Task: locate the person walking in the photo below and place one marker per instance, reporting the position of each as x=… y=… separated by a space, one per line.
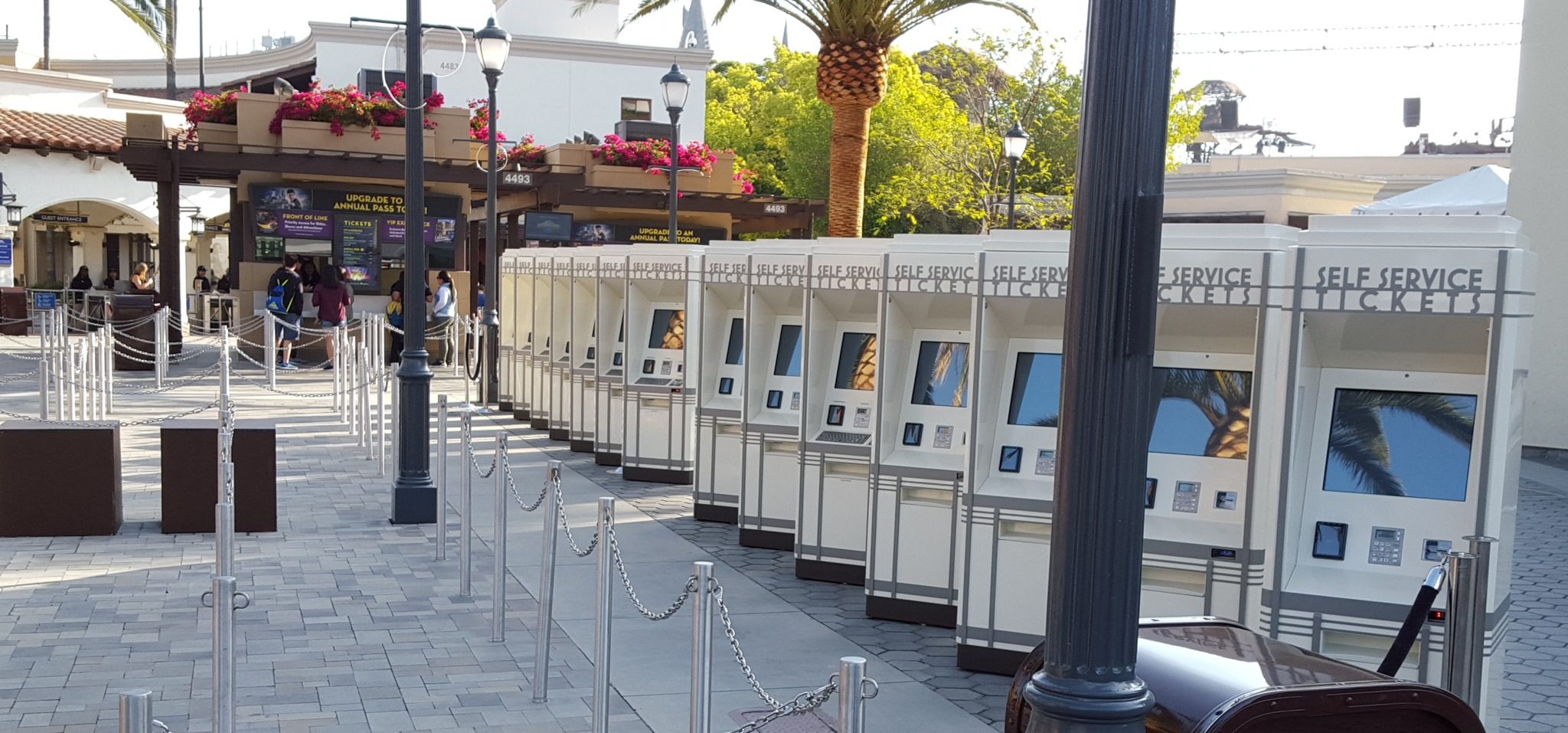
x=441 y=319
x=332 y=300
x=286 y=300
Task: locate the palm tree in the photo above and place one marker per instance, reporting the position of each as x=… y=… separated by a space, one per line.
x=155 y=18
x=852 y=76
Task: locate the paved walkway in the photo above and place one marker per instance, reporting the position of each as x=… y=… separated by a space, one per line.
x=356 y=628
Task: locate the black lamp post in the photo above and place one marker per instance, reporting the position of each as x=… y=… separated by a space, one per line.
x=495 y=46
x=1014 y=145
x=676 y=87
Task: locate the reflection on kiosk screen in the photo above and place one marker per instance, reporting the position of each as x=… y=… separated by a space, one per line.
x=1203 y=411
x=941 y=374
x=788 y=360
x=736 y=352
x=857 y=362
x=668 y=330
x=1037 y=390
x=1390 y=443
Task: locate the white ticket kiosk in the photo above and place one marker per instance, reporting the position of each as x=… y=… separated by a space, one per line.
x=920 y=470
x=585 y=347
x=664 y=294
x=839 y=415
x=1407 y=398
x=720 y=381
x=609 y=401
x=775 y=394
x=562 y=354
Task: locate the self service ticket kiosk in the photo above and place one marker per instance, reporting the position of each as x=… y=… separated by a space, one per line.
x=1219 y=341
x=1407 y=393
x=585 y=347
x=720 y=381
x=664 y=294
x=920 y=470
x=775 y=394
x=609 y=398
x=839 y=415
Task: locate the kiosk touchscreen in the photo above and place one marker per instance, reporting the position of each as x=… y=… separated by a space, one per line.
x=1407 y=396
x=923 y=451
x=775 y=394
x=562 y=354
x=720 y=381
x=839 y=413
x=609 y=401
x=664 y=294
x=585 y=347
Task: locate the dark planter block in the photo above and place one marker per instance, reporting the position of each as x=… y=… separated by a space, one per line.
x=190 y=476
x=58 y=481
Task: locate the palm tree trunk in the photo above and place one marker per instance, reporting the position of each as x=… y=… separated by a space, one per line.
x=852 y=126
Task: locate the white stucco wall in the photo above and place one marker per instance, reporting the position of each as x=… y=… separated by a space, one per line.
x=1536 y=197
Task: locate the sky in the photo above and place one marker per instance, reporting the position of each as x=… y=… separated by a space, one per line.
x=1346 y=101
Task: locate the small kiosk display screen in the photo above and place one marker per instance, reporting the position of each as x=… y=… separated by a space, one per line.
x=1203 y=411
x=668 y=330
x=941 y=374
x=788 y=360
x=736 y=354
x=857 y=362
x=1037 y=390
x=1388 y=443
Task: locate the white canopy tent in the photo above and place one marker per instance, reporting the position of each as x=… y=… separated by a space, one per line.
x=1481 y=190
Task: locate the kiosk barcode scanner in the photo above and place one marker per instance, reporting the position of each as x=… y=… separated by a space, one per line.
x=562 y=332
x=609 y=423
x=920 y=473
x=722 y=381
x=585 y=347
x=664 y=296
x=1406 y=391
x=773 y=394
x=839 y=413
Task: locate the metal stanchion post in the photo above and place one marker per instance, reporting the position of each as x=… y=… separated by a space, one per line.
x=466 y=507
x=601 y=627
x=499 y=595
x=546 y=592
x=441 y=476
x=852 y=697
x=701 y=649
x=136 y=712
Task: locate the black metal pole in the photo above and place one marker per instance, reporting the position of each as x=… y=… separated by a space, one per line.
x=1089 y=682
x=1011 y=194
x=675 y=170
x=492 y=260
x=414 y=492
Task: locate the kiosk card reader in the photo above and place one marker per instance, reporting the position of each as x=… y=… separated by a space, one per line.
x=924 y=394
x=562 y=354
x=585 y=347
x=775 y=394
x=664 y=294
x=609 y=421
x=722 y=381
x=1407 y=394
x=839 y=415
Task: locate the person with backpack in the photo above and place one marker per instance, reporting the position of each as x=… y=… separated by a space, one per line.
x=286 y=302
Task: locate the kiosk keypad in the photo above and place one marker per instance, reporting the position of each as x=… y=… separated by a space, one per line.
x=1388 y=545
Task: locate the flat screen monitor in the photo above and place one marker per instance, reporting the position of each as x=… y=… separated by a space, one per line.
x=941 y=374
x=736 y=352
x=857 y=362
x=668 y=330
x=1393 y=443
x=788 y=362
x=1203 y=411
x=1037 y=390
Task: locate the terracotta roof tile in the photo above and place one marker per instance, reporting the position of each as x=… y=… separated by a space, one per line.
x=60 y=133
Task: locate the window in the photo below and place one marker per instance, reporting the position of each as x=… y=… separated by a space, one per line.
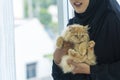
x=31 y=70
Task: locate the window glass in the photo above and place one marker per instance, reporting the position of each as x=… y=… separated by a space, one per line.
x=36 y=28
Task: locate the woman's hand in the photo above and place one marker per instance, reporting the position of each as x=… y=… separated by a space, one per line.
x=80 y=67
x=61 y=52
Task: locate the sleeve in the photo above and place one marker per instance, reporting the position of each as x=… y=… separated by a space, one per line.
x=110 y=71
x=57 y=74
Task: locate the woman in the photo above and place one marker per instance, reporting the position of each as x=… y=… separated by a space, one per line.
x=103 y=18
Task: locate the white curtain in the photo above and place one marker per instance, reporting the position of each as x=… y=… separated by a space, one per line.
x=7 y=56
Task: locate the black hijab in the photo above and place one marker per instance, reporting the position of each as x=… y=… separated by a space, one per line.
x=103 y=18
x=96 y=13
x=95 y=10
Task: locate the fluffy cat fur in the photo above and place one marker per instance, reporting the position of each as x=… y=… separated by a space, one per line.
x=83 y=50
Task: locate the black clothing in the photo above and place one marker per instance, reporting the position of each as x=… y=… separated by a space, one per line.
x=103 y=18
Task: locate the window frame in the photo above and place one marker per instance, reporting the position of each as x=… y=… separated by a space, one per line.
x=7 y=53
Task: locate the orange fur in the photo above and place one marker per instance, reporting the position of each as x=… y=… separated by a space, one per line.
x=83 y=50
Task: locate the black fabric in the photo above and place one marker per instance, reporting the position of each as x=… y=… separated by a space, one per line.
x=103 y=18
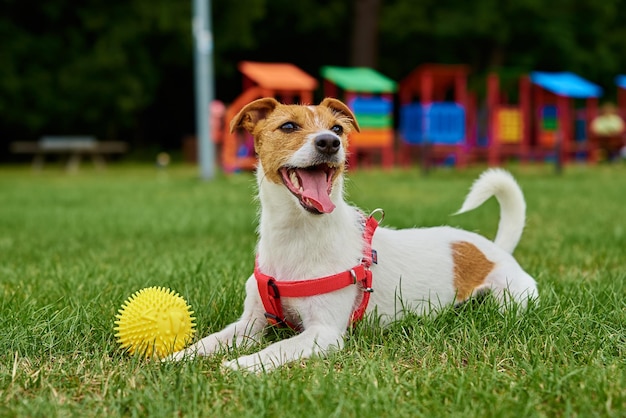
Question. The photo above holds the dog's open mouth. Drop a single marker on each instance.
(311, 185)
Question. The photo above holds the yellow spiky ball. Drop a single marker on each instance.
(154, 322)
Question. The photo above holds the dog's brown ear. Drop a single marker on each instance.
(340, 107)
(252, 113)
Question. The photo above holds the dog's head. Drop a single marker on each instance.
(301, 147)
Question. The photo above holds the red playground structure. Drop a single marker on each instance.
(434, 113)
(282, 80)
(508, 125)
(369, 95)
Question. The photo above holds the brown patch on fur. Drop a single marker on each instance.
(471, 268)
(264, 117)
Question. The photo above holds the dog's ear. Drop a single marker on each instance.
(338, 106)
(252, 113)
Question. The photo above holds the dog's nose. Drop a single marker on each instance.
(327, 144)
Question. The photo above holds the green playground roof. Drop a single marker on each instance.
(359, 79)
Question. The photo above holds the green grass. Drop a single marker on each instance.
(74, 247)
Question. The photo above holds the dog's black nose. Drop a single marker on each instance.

++++++

• _AIM OF THE TASK_: Please rewrite the lines from the very first one through the line with "x=286 y=300", updating "person walking" to "pedestrian" and keeping everything else as it is. Leave the pictures out of your answer.

• _THE ANSWER_:
Task: locate the pedestrian in the photo below and place one marker per instance, reporting the position of each as x=… y=… separated by a space, one per line.
x=441 y=319
x=332 y=300
x=286 y=300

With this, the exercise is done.